Objective:
List every line of the material below as a numbered list, skipping blank lines and leaving out the pictures.

Data entries:

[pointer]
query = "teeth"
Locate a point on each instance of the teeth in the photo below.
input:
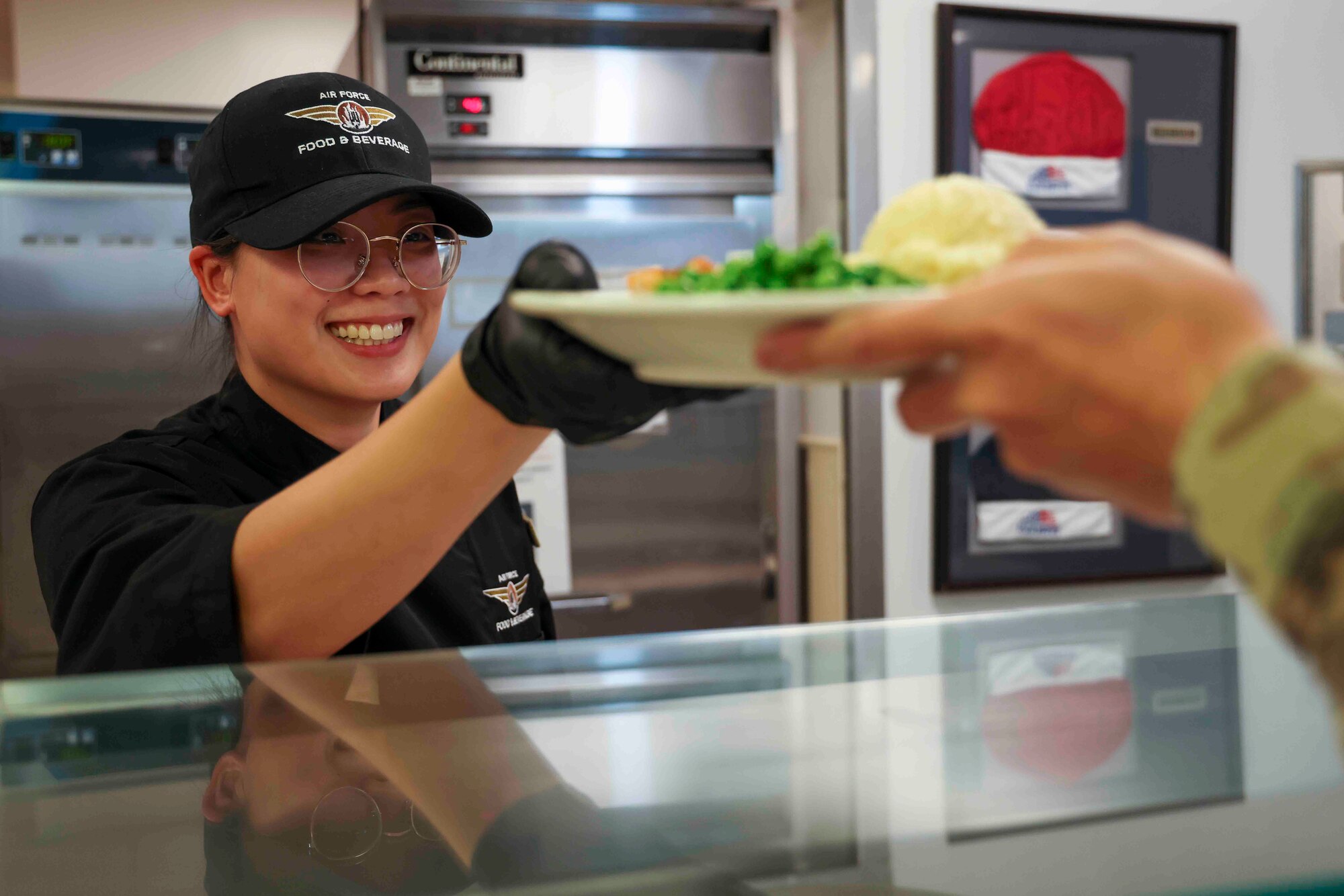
(369, 334)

Expected output:
1. [pointer]
2. query = "teeth"
3. Locate a point on each instance of the teeth in the photo below.
4. input:
5. (369, 334)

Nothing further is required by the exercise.